## [WHAT YOU NEED TO DO]
Copy every line of the data below word for word, changing nothing.
--- start ---
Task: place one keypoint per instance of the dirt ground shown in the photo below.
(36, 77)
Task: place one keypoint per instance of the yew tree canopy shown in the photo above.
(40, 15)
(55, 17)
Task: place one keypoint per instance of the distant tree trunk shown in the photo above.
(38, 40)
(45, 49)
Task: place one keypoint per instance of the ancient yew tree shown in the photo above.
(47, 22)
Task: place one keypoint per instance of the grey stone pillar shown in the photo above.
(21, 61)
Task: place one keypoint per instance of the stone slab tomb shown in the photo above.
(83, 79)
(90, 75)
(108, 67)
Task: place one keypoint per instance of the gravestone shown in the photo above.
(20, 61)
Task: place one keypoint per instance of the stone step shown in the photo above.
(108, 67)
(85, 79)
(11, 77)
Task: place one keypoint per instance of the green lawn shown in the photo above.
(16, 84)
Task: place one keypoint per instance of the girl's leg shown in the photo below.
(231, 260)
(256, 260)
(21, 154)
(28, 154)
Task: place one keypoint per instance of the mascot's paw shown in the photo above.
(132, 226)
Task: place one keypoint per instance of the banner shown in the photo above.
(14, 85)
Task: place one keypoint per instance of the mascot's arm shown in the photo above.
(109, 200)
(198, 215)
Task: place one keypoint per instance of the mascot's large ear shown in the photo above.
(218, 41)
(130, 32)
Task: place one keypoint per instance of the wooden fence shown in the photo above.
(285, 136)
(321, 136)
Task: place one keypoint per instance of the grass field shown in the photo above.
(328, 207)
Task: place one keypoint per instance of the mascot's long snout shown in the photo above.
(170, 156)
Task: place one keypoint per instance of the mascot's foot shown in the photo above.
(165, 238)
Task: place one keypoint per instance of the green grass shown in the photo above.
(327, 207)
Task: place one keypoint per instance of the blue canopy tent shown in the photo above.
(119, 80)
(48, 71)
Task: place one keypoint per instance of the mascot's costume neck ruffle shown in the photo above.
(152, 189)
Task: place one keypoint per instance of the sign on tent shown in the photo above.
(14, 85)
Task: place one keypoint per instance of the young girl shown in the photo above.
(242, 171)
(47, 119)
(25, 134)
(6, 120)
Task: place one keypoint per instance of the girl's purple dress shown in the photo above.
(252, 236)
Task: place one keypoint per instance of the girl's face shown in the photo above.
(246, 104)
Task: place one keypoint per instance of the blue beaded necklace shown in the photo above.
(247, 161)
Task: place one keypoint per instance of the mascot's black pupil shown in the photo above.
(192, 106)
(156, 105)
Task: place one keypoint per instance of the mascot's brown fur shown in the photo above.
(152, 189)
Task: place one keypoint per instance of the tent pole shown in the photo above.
--- end ---
## [RESPONSE]
Task: place one keypoint per instance of the dirt ground shown in the photo below.
(36, 77)
Task: place one keypoint per instance of the yew tree canopy shown in the photo above.
(40, 15)
(55, 17)
Task: place one keypoint per instance of the distant tree trunk shown in the photo above.
(38, 40)
(45, 49)
Task: place one keypoint per instance of the ancient yew tree shown in the photo above.
(47, 22)
Task: place one keypoint per instance of the grey stone pillar shown in the photo above.
(21, 61)
Task: place one keypoint per instance of the stone slab tomb shown in the photo above.
(83, 79)
(90, 75)
(108, 67)
Task: place one keypoint per instance of the gravestone shown in the photo above.
(20, 61)
Task: place one keypoint per instance of the stone step shown in the photo above.
(108, 67)
(85, 79)
(11, 77)
Task: place one keypoint per instance of the green lawn shown in the photo above.
(16, 84)
Task: place one keypoint per instance of the girl's leg shown in the photo below.
(231, 260)
(256, 260)
(21, 154)
(28, 154)
Task: place one keypoint per instance of the mascot's paw shown in the photo above.
(132, 226)
Task: place one keypoint per instance of the banner shown in the photo above.
(14, 85)
Task: place one keypoint per instance of the mascot's arm shown in the photo above.
(109, 200)
(198, 215)
Task: place one keypoint per instance of the mascot's large ear shown in the photo above.
(218, 41)
(130, 32)
Task: place one keypoint per instance of the wooden fence shown in the photo above.
(285, 136)
(321, 136)
Task: place one keypoint per instance of the grass field shown in the photo above.
(328, 207)
Task: place one keypoint per instance of the mascot's long snout shown in the photo above.
(170, 156)
Task: place one keypoint per instance of the mascot's foot shown in the photo above.
(165, 238)
Task: place one keypoint per instance of the green grass shown in the photo above.
(327, 207)
Task: place one keypoint per instance of the blue canopy tent shown in the photo above.
(119, 80)
(48, 71)
Task: place one keypoint per instance of the mascot's costume neck ruffle shown in the photo above.
(152, 189)
Task: place one keypoint per instance of the sign on tent shown in the photo above.
(14, 85)
Task: place one keypoint per instance of the young girl shown in the photo above.
(242, 171)
(47, 119)
(25, 134)
(6, 120)
Task: place one keypoint per instance of the girl's purple dress shown in the photo above.
(252, 236)
Task: place one keypoint per instance of the girl's face shown in the photo above.
(246, 104)
Task: place one keypoint per instance of the blue beaded necklace shown in the photo above.
(247, 161)
Task: place one keypoint per instance of the mascot's black pupil shown in the photo above.
(192, 106)
(156, 105)
Task: place one keypoint per instance of the mascot's brown fur shown in the photo above.
(152, 189)
Task: place one keypoint per instance of the tent pole shown in the photo above.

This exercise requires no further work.